*** Opening of Records for processing ***

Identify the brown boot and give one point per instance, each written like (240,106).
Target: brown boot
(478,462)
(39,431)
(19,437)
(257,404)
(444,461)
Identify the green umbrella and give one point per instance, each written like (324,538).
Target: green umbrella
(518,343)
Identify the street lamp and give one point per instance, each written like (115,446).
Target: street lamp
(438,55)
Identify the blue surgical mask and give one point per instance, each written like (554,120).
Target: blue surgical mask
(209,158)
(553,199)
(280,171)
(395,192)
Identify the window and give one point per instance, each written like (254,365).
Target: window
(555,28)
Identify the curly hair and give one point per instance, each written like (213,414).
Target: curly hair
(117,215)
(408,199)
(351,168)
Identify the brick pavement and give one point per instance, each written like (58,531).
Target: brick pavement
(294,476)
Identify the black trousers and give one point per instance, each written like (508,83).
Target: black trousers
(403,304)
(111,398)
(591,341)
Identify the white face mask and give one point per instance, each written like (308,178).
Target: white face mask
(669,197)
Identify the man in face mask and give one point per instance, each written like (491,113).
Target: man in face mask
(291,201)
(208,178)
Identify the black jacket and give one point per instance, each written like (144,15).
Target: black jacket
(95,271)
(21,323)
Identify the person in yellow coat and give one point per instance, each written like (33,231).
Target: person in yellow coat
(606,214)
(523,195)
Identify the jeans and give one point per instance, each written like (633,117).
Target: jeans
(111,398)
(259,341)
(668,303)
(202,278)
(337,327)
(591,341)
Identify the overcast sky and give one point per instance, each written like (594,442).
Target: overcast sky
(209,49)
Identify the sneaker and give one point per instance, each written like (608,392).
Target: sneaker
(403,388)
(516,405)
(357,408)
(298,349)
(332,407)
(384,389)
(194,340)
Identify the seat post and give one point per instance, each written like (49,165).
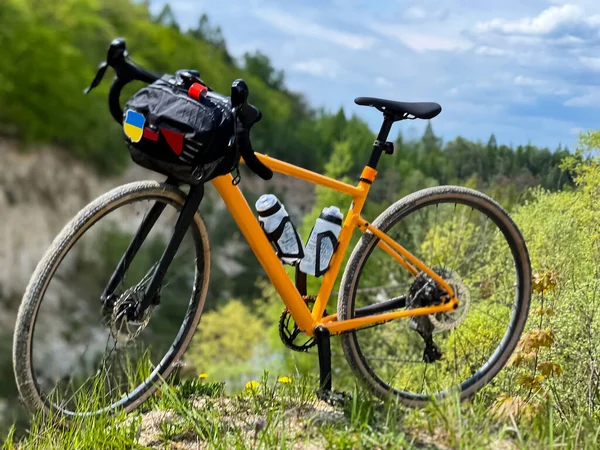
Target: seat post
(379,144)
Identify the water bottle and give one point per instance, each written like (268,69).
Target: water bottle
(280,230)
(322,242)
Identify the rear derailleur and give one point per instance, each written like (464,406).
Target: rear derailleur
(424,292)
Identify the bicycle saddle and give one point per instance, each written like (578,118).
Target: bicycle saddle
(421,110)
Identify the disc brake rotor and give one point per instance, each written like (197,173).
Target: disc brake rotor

*** Close of Records for processing ***

» Exercise objective: Send back, unchanged, every line of the records from the one with "Identify the disc" through the last.

» Solution for this problem:
Identify the disc brake rotor and give one point per instance, each written like (197,173).
Target: disc brake rotor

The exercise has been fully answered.